Brief 1 |
Translate this sentence from the thread on finding Filipino martial arts (FMA) schools in Baltimore into Spanish: "Guro Bob is an excellent teacher and a good man."

==== Text excerpt

# Looking For FMA in Baltimore Maryland



## mdsmith (Jul 16, 2008)

Hello. I was hoping someone could help me find a FMA school in Baltimore, Md. I know of Apolo's, but that's a little far from me(about an hour). Thanks in advance


----------



## arnisador (Jul 16, 2008)

Modern Arnis:

Maryland

Jim Heaney
Chesapeake Martial Arts
7850 Rossville Blvd Suite 200
Baltimore, MD 21236
410-663-9123


Edward Mengel
Metro DC Arnis
5017 Wilson Ln
Bethesda, MD 20814
202-270-5387

There are links for these schools here.


----------



## Makata (Jul 17, 2008)

Sailed in over from FMATalk...I can recommend Vince and the guys from SWACOM highly.
Great guys, and damn skilled.  Check 'em out!  And good luck!  

http://www.swacom.com 

Lester S. (Bakbakan/Ilustrisimo USA)


----------



## Delta (Jul 29, 2008)

Guro Bob Shin of Sayoc has a class in that area I believe

www.mdkali.com

Guro Bob is an excellent teacher and a good man. I would hightly recommend giving him a call and or trying a class out. 

With respect,


----------

========

Brief 2 |
Return, unchanged, the stretch of the entries below from the line containing "Note: mark the person in white" through the line containing "pixel 42 23", with both of those lines included.

==== Working data

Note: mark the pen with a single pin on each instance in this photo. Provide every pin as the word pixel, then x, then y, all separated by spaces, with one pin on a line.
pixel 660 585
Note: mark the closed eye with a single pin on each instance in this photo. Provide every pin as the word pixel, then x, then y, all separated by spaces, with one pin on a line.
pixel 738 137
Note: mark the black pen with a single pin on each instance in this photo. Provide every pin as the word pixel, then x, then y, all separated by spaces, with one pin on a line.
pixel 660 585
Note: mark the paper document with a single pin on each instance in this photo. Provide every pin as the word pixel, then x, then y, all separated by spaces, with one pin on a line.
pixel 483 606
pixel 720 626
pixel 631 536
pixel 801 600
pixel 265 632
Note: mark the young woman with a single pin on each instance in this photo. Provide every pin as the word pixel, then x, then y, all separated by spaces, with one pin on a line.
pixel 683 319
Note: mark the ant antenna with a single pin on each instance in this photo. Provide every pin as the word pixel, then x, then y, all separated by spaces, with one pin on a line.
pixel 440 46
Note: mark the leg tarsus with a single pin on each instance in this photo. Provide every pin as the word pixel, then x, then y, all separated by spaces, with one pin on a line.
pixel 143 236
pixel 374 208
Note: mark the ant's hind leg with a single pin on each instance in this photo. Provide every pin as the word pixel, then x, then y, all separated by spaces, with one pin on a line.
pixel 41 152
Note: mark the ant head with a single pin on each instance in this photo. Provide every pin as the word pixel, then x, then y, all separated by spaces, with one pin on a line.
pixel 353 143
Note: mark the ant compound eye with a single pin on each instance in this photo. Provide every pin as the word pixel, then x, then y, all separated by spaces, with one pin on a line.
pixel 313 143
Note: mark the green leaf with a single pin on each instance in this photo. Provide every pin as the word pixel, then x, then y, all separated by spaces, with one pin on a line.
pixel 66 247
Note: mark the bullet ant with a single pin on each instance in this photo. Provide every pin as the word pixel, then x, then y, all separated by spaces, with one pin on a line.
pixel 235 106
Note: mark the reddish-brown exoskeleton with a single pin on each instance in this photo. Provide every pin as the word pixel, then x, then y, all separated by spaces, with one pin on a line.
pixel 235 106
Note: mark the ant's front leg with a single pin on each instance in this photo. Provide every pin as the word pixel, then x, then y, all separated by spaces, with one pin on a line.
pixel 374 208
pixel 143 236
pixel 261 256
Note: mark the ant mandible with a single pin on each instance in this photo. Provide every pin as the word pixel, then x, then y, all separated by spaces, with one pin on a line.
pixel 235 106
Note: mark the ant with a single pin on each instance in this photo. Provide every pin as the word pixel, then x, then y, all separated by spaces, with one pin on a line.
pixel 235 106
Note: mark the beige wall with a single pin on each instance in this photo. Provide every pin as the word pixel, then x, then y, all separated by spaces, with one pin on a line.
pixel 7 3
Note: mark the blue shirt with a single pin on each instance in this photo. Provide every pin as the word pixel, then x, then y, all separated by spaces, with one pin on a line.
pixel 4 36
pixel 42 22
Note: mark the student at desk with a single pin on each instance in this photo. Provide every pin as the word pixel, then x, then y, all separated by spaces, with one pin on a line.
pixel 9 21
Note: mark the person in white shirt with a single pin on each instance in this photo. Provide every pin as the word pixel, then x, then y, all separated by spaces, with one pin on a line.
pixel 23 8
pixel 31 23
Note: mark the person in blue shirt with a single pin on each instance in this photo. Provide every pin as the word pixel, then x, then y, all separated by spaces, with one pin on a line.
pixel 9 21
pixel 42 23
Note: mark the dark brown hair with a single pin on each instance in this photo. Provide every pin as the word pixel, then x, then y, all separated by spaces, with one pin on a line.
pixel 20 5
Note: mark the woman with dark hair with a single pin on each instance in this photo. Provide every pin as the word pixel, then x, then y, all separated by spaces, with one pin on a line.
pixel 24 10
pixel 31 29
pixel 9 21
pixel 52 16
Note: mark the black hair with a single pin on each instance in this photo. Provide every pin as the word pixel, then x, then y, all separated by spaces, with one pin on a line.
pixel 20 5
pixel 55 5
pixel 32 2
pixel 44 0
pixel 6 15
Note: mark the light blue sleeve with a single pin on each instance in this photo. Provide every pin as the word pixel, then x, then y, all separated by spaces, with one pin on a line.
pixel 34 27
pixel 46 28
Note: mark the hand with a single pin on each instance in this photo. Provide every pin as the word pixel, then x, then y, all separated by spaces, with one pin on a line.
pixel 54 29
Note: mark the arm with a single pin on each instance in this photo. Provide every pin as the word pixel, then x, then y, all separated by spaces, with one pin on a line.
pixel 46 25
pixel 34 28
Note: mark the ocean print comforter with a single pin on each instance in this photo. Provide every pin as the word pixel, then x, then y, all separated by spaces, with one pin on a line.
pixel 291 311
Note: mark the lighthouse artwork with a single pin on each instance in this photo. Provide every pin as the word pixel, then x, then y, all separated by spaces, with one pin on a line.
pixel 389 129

========

Correct output 1 |
Guro Bob es un excelente maestro y un buen hombre.

Correct output 2 |
Note: mark the person in white shirt with a single pin on each instance in this photo. Provide every pin as the word pixel, then x, then y, all separated by spaces, with one pin on a line.
pixel 23 8
pixel 31 23
Note: mark the person in blue shirt with a single pin on each instance in this photo. Provide every pin as the word pixel, then x, then y, all separated by spaces, with one pin on a line.
pixel 9 21
pixel 42 23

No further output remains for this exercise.